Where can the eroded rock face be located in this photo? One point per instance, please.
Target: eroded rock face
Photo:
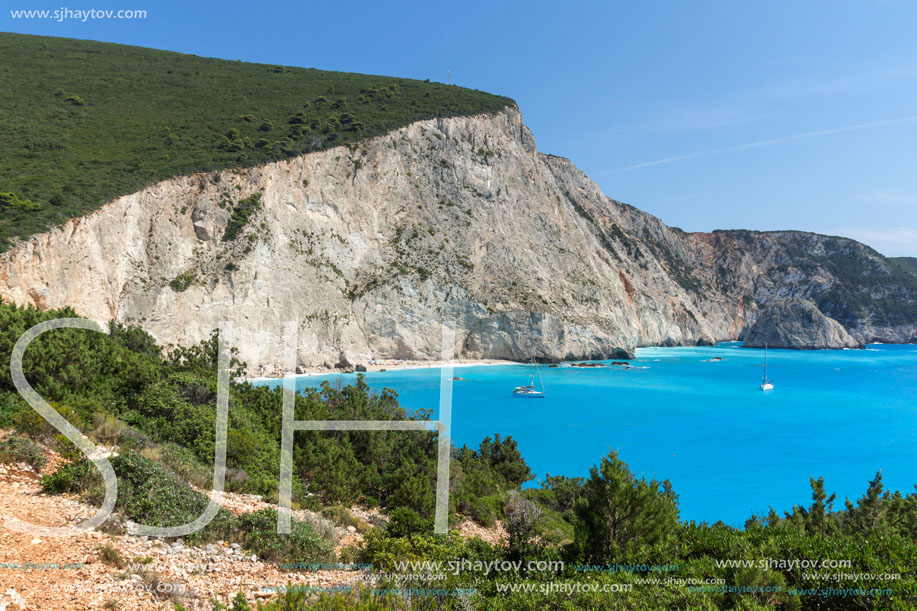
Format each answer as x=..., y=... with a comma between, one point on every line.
x=800, y=325
x=460, y=220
----------
Set task.
Copy the lines above word for word, omitting the picture.

Exercise solution.
Where can the eroded rock face be located in this photo? One point per instance, please.
Target: eroded rock face
Photo:
Format each answer as x=..., y=... with a comma between, one point on every line.
x=800, y=325
x=460, y=220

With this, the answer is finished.